## Complete the following
(1) In the Navionics iPad thread, what depth information does the app give instead of actual depths?
(2) Write what comes next in the Navionics iPad thread, picking up after its final post.

# Navionics Apps Now Available in HD for iPad



## Gramps (Nov 1, 2007)

Ah I can't wait to see these stuffed in OtterBox's and bolted to skiffs... ;D


----------



## blackloon (Aug 9, 2010)

Hi ....do you know if the Ipad with the navionics gives the actual depth information as you move around over the different depths? (not the chart depth numbers) I've called the Mac store and they are not sure. 

Cheers
Blackloon


----------



## iMacattack (Dec 11, 2006)

no, only posted mean low tide depths. you would need a depth sounder for actual depths.


----------



## Angelica_Vire (Mar 11, 2011)

[edit]Spamming is wrong[/edit]


----------



## jsnipes (May 1, 2011)

looks kind of cool but no chance i am paying for an iphone and an ipad version separately. if they were bundled good chance i would buy it and look at ipad at home and be able to glance/double check the iphone while out on the water.


----------



## randolphaknight (Oct 10, 2010)

You can get the least expensive non-data wi-fi only iPad (even an old used one) and tether it wirelessly to the data on your iPhone, so only one data plan to pay for. So only iPad needs waterproof case and can leave iPhone in a bag or plugged into power nearby.

Region outline data
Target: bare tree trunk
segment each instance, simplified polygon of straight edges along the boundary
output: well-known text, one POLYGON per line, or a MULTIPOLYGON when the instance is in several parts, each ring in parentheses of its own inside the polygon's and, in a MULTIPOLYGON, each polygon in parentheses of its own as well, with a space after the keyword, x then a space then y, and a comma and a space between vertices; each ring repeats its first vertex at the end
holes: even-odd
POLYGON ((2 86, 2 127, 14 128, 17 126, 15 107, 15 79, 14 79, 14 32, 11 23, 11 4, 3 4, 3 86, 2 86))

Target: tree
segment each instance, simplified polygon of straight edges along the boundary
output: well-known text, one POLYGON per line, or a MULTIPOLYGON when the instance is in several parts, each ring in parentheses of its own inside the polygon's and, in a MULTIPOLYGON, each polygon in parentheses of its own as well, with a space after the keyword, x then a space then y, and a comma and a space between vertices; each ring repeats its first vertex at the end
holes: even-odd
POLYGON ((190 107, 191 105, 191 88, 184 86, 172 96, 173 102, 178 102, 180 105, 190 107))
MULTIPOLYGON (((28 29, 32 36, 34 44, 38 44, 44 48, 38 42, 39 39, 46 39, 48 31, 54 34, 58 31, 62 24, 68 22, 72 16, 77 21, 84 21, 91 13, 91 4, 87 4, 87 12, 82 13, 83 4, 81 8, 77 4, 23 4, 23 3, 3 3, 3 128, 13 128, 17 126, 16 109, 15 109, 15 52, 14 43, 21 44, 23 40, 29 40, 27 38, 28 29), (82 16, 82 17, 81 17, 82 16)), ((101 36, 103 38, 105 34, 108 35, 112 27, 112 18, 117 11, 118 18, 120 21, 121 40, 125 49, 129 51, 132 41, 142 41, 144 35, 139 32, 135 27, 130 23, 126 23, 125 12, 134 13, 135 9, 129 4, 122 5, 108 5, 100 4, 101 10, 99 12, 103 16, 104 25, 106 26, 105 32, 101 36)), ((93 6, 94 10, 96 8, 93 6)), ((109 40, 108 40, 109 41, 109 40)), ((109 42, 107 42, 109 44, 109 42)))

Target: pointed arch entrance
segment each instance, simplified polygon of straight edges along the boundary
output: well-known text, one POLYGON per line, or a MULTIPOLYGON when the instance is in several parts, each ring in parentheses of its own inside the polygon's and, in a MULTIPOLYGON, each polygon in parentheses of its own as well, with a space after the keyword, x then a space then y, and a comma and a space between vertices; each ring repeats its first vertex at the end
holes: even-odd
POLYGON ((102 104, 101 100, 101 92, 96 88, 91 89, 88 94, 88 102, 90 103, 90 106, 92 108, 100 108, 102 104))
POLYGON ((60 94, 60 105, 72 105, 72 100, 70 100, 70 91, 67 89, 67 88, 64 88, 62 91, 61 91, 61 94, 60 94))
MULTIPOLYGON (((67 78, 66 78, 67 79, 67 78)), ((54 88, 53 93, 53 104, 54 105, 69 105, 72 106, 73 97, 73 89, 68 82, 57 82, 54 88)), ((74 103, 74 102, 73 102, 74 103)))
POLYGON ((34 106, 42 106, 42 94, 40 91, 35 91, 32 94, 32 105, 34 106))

## Exercise answers
(1) It shows only posted mean low tide depths; actual depths require a depth sounder.

(2)
----------



## MariettaMike (Jun 14, 2012)

I've tried the Navionics on my iPhone and prefer the "GPS Kit" app because it doesn't white out the Satellite image of the flats, sand bars, and channels like the Navionics does. But with no waypoints you have to know where you want to go.

Considering I put my boat on a small 20' wide bar that is not shown on the Navionics map while struggling to see the IPhone display in bright sunlight while following an old track on my Lowrance shows that there is no substitute for plain old-fashioned eyesight. (I guess that's what co-pilots are for.)

Unless you have a way to mount that iPad out of the sun I don't see how you could ever use it while cruising.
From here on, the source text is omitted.